OBJECTIVE A:
Update the nuclear weapons passage by swapping "specialists" for "experts", and write out the stretch from "Part of the" up to and including "at some point.".

READING PASSAGE:
--------------------------------

A widely cited book published last year—Eric Schlosser’s Command and Control—gives us frightening details on the perils of handling nukes. Besides reviewing the postwar history of US administration of nuclear weapons, Schlosser interviewed people at every level of their control, including soldiers responsible for maintaining the missiles in underground silos. His book is a reminder that nuclear weapons, like any other complicated piece of technology (but of course not like any other in its capacity for destruction), pose countless potential, often unpredictable problems. Not least of them is the psychological pressure on the soldiers who guard them and who must always think about one day being ordered to unleash them. But not only soldiers, for we mustn’t forget that leaders in charge of nuclear launch codes might also be mentally impaired, such as Richard Nixon and Boris Yeltsin, who were heavy drinkers. In a word, too many things can go wrong, many things have gone wrong, and we’re terribly lucky that since 1945, a nuclear weapon hasn’t accidentally exploded near a city or been used as a weapon of war.
Part of the subtitle of Schlosser’s book refers to the “illusion of safety.” With good reason: He cites official, once-classified reports about the safety of nuclear weapons by concerned specialists ever since the 1950s. Consistently, these specialists identified numerous potential hazards that raised the risk of a major nuclear accident. As one of them wrote in the 1970s, “We are living on borrowed time.”
One of the conclusions of the Chatham House study is that in some near-miss cases, only prudent judgment by individuals saved the day. Decision making during the Cuban missile crisis, for instance, is often referred to as a model of calm deliberation. Actually, the Kennedy team, we now know, stumbled along in the “fog of war.” We were indeed lucky then; but as in any gamble, luck runs out at some point.

--------------------------------

PROVIDED RECORDS:

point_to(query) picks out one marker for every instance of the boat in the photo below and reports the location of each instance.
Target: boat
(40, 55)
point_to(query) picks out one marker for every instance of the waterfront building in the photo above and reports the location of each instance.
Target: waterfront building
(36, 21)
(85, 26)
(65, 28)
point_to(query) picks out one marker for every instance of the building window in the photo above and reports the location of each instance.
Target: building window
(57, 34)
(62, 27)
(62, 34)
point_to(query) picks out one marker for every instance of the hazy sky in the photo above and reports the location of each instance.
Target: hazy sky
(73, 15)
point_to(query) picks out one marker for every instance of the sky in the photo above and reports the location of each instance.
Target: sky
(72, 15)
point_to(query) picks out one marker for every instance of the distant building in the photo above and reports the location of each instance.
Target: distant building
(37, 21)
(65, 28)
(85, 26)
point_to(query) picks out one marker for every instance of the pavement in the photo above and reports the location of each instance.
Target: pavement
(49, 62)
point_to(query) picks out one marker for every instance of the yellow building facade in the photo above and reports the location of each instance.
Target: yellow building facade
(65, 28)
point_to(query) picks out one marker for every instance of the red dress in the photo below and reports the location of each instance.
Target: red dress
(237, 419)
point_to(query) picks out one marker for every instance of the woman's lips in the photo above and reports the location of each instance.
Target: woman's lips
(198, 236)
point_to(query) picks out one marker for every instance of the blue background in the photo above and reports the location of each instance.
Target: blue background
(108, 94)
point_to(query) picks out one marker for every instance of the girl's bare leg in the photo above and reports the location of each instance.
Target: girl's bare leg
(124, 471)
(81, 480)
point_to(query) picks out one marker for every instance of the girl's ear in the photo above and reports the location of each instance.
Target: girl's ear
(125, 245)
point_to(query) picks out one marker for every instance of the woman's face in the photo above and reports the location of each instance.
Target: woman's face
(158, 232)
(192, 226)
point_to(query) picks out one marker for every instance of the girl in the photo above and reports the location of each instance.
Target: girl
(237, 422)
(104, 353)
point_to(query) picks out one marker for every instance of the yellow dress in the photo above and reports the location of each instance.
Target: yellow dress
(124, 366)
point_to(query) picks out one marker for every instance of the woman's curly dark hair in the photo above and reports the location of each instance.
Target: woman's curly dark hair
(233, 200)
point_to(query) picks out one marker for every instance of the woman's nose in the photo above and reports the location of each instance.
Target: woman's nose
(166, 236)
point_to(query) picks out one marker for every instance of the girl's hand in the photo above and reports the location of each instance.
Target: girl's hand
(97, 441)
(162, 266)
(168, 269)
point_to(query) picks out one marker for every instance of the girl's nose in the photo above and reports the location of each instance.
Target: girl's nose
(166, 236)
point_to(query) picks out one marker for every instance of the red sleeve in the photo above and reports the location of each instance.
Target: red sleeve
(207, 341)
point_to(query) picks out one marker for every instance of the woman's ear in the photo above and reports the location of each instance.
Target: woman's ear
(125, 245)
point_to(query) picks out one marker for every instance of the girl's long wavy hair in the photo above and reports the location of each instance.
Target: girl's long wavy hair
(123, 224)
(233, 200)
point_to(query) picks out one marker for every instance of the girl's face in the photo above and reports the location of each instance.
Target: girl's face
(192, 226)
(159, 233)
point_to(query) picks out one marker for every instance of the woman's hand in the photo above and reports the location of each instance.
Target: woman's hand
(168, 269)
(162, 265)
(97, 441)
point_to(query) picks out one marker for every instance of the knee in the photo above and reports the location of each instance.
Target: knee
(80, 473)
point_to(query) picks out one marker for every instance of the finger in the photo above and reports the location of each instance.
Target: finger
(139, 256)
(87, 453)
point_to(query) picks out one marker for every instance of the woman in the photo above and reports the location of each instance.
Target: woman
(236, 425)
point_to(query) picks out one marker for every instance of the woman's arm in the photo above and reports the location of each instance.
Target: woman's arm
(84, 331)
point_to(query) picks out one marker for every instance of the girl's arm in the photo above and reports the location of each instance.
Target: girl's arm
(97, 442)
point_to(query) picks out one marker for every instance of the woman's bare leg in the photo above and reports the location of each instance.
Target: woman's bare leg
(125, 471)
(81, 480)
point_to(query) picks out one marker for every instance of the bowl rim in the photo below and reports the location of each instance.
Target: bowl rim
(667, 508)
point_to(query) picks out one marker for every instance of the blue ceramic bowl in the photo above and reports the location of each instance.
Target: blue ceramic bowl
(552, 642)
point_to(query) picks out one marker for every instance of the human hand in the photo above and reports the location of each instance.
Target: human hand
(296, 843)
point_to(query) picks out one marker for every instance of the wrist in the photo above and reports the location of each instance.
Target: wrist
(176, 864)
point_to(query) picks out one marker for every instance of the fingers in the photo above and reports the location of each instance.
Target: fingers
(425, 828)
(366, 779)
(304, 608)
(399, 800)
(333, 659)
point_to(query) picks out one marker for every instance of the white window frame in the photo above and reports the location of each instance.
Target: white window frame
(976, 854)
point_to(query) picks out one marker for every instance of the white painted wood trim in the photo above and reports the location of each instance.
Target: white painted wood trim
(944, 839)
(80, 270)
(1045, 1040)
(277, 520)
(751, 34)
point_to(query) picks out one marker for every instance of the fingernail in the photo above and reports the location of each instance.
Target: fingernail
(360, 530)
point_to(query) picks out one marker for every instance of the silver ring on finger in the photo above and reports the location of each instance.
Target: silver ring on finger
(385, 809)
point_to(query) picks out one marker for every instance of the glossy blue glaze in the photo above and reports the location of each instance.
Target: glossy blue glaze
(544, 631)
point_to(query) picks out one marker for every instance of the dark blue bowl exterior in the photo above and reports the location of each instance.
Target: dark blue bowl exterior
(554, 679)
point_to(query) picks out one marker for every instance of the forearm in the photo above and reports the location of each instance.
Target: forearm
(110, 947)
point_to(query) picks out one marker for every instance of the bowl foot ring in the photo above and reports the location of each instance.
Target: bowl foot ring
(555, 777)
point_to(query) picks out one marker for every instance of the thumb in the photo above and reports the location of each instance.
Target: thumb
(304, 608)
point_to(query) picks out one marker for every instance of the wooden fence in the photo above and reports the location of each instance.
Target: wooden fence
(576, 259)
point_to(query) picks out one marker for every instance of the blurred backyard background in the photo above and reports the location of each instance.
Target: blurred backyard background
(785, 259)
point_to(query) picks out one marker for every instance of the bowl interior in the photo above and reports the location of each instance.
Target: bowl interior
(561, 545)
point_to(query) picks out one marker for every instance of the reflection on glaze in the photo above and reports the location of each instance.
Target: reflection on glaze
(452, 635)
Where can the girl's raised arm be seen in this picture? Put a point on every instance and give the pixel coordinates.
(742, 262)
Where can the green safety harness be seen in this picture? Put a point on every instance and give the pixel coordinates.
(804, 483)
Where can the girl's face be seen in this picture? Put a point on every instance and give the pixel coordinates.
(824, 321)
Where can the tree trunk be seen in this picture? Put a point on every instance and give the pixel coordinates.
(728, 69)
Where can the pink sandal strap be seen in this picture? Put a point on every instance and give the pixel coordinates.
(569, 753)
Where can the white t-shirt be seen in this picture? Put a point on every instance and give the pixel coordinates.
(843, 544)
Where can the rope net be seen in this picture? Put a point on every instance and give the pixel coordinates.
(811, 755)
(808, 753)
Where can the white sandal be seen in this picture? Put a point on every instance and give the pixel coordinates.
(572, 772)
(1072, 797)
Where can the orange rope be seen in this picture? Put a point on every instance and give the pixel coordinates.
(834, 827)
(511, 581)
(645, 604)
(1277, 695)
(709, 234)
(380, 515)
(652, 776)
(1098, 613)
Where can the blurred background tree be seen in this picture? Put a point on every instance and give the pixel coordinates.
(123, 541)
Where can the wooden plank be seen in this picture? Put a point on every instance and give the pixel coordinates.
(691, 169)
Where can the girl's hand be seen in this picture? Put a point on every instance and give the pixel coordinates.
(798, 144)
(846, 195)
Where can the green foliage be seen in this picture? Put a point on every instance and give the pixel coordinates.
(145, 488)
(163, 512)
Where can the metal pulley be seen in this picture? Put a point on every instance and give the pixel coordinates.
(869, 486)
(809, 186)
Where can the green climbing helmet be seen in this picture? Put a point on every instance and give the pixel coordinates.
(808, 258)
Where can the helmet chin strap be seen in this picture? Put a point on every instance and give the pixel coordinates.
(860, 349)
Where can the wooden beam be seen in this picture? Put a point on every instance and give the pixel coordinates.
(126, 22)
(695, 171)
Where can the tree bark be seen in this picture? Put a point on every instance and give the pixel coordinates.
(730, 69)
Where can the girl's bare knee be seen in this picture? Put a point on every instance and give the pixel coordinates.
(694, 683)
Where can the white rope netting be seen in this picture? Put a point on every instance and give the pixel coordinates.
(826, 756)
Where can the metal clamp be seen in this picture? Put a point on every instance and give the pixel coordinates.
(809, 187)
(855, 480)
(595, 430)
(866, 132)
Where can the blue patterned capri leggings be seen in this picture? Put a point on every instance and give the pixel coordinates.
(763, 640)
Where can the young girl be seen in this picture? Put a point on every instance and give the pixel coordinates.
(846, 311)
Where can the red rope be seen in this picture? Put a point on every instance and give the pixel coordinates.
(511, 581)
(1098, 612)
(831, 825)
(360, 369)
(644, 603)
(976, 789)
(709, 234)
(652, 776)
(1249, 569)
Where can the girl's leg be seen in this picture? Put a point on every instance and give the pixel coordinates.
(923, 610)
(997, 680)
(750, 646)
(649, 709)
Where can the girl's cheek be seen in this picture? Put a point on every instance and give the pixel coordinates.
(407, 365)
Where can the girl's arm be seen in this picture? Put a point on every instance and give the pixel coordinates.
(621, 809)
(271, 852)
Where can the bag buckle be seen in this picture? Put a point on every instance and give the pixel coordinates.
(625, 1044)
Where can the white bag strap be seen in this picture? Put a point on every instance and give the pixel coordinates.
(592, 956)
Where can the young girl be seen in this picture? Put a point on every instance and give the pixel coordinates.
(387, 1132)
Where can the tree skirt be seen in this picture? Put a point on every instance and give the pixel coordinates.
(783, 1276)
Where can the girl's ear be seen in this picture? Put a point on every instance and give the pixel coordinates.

--------------------------------

OBJECTIVE B:
Find each line in the listing that contains the word "metal" and copy those lines out.

EXERCISE SOLUTION A:
Part of the subtitle of Schlosser’s book refers to the “illusion of safety.” With good reason: He cites official, once-classified reports about the safety of nuclear weapons by concerned experts ever since the 1950s. Consistently, these experts identified numerous potential hazards that raised the risk of a major nuclear accident. As one of them wrote in the 1970s, “We are living on borrowed time.”
One of the conclusions of the Chatham House study is that in some near-miss cases, only prudent judgment by individuals saved the day. Decision making during the Cuban missile crisis, for instance, is often referred to as a model of calm deliberation. Actually, the Kennedy team, we now know, stumbled along in the “fog of war.” We were indeed lucky then; but as in any gamble, luck runs out at some point.

EXERCISE SOLUTION B:
Where can the metal pulley be seen in this picture? Put a point on every instance and give the pixel coordinates.
Where can the metal clamp be seen in this picture? Put a point on every instance and give the pixel coordinates.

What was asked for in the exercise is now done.